● Requirement:
Your reply should be the full listing, copied exactly.

● Data supplied:

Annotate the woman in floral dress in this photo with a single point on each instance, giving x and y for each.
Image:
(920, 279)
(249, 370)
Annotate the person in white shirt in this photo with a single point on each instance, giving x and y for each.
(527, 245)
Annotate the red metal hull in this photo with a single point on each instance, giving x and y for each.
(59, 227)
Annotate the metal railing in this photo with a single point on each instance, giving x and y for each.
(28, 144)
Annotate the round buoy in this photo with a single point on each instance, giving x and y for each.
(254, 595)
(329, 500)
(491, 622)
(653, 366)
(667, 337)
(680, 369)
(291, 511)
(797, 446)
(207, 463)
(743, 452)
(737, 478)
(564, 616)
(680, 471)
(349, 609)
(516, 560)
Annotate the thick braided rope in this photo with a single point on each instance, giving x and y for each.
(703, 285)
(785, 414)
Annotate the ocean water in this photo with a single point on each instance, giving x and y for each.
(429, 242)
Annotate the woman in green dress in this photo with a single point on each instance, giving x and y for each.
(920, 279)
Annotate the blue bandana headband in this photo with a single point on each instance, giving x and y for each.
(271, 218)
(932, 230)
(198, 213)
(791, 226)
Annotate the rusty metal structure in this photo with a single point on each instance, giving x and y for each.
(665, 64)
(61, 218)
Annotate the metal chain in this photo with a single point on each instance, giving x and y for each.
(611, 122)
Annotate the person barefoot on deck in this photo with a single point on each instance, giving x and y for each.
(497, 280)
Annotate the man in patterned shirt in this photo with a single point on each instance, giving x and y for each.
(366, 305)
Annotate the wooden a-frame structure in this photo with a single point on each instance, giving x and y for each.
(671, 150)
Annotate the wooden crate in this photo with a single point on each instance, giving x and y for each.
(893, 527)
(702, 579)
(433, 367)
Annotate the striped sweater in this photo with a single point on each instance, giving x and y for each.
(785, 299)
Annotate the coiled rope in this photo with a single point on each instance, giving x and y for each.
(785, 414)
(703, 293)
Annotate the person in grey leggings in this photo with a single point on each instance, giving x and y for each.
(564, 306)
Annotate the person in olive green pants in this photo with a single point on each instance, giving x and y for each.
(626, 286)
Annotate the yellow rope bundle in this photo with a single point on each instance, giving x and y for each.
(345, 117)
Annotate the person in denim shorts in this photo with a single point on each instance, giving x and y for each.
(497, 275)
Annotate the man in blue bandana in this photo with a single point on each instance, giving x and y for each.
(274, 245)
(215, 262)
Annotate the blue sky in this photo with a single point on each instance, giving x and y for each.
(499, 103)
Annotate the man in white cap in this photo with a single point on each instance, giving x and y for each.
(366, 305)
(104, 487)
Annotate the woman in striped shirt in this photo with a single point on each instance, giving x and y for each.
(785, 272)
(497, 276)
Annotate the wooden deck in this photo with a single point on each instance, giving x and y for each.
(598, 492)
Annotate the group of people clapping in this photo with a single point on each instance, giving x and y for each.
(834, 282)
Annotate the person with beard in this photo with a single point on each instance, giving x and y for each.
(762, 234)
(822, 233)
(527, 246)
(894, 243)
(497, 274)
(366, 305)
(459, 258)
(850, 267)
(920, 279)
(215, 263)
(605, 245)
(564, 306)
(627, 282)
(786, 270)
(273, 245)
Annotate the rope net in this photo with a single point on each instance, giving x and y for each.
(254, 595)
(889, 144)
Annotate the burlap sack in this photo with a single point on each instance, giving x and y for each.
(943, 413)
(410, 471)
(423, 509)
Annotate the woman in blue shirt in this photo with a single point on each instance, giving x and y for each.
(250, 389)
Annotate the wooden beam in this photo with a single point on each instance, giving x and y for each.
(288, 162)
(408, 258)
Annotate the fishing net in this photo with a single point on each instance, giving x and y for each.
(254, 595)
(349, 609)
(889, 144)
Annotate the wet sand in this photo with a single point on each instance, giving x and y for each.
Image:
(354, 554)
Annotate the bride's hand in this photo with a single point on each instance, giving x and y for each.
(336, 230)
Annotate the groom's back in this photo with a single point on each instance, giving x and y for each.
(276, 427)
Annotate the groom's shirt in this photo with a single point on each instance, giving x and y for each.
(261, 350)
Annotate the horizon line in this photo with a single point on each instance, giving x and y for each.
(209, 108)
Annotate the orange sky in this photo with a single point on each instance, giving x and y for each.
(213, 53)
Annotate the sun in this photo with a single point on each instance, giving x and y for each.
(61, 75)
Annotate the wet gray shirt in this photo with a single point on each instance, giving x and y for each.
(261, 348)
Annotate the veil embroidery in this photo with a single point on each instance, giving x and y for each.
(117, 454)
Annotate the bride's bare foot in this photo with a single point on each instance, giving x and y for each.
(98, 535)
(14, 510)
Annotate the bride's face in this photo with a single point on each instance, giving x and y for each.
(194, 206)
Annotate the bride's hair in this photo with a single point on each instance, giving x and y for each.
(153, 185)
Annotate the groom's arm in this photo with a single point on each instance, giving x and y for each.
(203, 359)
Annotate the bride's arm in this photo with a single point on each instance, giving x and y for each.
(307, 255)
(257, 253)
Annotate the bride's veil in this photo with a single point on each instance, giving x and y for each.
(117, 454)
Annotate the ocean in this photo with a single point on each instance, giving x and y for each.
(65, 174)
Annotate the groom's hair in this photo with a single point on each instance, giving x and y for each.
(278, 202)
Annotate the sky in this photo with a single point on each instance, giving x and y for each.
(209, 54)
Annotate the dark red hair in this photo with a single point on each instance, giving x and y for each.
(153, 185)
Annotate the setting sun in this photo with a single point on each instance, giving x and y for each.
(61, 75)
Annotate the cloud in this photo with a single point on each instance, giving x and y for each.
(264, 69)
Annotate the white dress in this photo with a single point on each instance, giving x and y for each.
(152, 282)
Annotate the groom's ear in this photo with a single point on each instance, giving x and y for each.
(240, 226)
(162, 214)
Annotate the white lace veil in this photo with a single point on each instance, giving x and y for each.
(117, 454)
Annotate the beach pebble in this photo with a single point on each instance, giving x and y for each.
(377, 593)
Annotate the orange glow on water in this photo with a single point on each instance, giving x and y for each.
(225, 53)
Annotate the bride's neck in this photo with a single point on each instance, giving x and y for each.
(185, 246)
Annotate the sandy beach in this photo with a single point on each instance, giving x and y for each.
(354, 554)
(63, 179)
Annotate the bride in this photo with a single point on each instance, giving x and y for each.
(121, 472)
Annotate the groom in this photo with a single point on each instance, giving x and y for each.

● Task output:
Annotate the woman in floral dress in this photo with a single point on each instance, giving x and y for each.
Image:
(920, 279)
(249, 370)
Annotate the person in white shirt in this photo with a single point on each instance, giving x and y for each.
(527, 245)
Annotate the red metal hull in this photo with a single point on each instance, giving x and y for each.
(59, 227)
Annotate the metal railing in this photo with a single point on each instance, giving x and y for each.
(28, 144)
Annotate the round buoy in this photo with a single point on each instance, giving x and y for each.
(254, 595)
(329, 500)
(491, 622)
(653, 366)
(667, 337)
(680, 369)
(291, 511)
(797, 446)
(207, 463)
(743, 452)
(737, 478)
(564, 616)
(680, 471)
(349, 609)
(516, 560)
Annotate the thick braided rope in this photo with a single point on each instance, giving x and y for each.
(703, 285)
(785, 414)
Annotate the ocean water in this photo with a single point on each instance, giving x and y for each.
(429, 242)
Annotate the woman in green dress in this photo with a single point on each instance, giving x and y for each.
(920, 279)
Annotate the blue bandana headband in this photo with a single point on each instance, giving x and y for each.
(271, 218)
(932, 230)
(198, 213)
(791, 226)
Annotate the rusty metal structure in this photo with a single point on each instance, giving x and y for each.
(665, 64)
(61, 218)
Annotate the metal chain in this photo with a single point on each instance, giving x and y for each.
(611, 122)
Annotate the person barefoot on deck in this photo with a single point on each instance, giving x and y for each.
(497, 280)
Annotate the man in patterned shirt in this photo with a single point on each instance, giving x and y for each.
(366, 305)
Annotate the wooden a-frame structure in this photo with a single point on each instance, giving x and y for each.
(671, 150)
Annotate the wooden crate in this photo with a single point on each instance, giving x and y for each.
(893, 527)
(702, 579)
(433, 367)
Annotate the striped sweater in this photo with a single point on each instance, giving x and y for each.
(785, 299)
Annotate the coiled rope in this photo with a single point on each instance, giving x and y for each.
(785, 414)
(703, 293)
Annotate the person in grey leggings in this photo with a single point on each instance, giving x and y for each.
(564, 306)
Annotate the person in olive green pants in this photo with a single point on each instance, giving x and y for each.
(626, 286)
Annotate the yellow rope bundle in this photo with a single point on each instance, giving x and y for each.
(345, 117)
Annotate the person in denim shorts in this photo with a single point on each instance, giving x and y for each.
(497, 275)
Annotate the man in blue bandana in this photo with a single point on each instance, giving x and y for each.
(274, 245)
(215, 262)
Annotate the blue sky in this photo with a single point on each instance, giving x and y for each.
(499, 103)
Annotate the man in white cap in this photo with a single point on each instance, giving x and y for each.
(366, 305)
(104, 487)
Annotate the woman in striped shirt in this photo with a single point on each instance, giving x and y for each.
(785, 272)
(497, 276)
Annotate the wooden deck in this photo with a single point on each instance, giving x and y for each.
(598, 492)
Annotate the group of people clapping in this photo with a single point on each instance, giving x and y for each.
(834, 282)
Annotate the person with beard in this photo with a single point on each instance, giving x and y for each.
(762, 234)
(822, 233)
(527, 246)
(894, 243)
(497, 274)
(366, 305)
(459, 258)
(850, 267)
(920, 279)
(215, 263)
(605, 245)
(564, 306)
(627, 282)
(786, 270)
(273, 245)
Annotate the rope net in this photo with a single point on each instance, giving x and y for each.
(254, 595)
(889, 144)
Annotate the burlap sack in this photo with a single point on each instance, giving x and y for each.
(943, 413)
(410, 471)
(423, 509)
Annotate the woman in blue shirt in this photo with a single point on each instance, giving x and y for each.
(250, 389)
Annotate the wooden beam in this photo with a single point on each instance, giving x and y for each.
(288, 162)
(408, 258)
Annotate the fishing net in this photo with a single point on each instance, giving x and y for each.
(254, 595)
(349, 609)
(889, 144)
Annotate the wet sand in this photo with a single point on each instance, giving x and y for each.
Image:
(354, 554)
Annotate the bride's hand in this photo with a single point on each instance, giving x and y for each.
(336, 230)
Annotate the groom's back in this photo with a single point on each instance, giving x and y for each.
(276, 427)
Annotate the groom's shirt in this photo with a single point on each instance, giving x and y for each.
(261, 350)
Annotate the horizon line in this photo with a single point on each instance, giving x and y for each.
(209, 108)
Annotate the orange sky in this photo with a single point on each instance, giving x and y for each.
(213, 53)
Annotate the sun in this photo with a single point on each instance, giving x and y for each.
(61, 75)
Annotate the wet gray shirt in this photo with a single point on each instance, giving x and y for each.
(261, 348)
Annotate the veil embroidery in this photo with a single point on each instance, giving x and y for each.
(117, 454)
Annotate the bride's bare foot in this photo with a single point on each instance, giving x and y for each.
(98, 535)
(14, 510)
Annotate the bride's face in this photo with a single point on each instance, giving x and y for each.
(194, 206)
Annotate the bride's hair in this photo with a single point on each instance, giving x and y for each.
(153, 185)
Annotate the groom's arm in this photo with a single point on each instance, giving x and y for each.
(203, 359)
Annotate the bride's arm in this photo with a single point on each instance, giving x and y for each.
(307, 255)
(257, 253)
Annotate the bride's veil in this photo with a single point on each instance, giving x and y for each.
(117, 454)
Annotate the ocean in this photo with a single point on each instance, giving x and y for each.
(65, 174)
Annotate the groom's hair in this photo with a single point on each instance, giving x and y for each.
(278, 202)
Annotate the sky in this photo with a single point on each instance, giving x and y for each.
(209, 54)
Annotate the dark red hair in this photo with a single point on each instance, giving x and y for each.
(153, 185)
Annotate the setting sun in this photo with a single point on each instance, giving x and y for each.
(61, 75)
Annotate the cloud in this photo with a single point on each instance, giving x and y for each.
(264, 69)
Annotate the white dress in this photo with a single point on each instance, giving x and y for each.
(152, 282)
Annotate the groom's ear in this photo with a single point on each instance, giving x and y for each.
(240, 226)
(162, 214)
Annotate the white lace veil in this photo with a single point on each instance, giving x and y for each.
(117, 454)
Annotate the beach pebble in this photo with a single point on each instance, giving x and y for each.
(377, 593)
Annotate the orange glow on water in this photo with a single point on each instance, giving x and y for each.
(225, 53)
Annotate the bride's neck in this photo with a single point on each instance, giving x and y for each.
(185, 246)
Annotate the sandy beach in this photo with a single point on each instance, giving x and y for each.
(354, 554)
(63, 179)
Annotate the bride in this photo with a single point on each instance, giving x and y for each.
(121, 472)
Annotate the groom in this photo with a single point on each instance, giving x and y for each.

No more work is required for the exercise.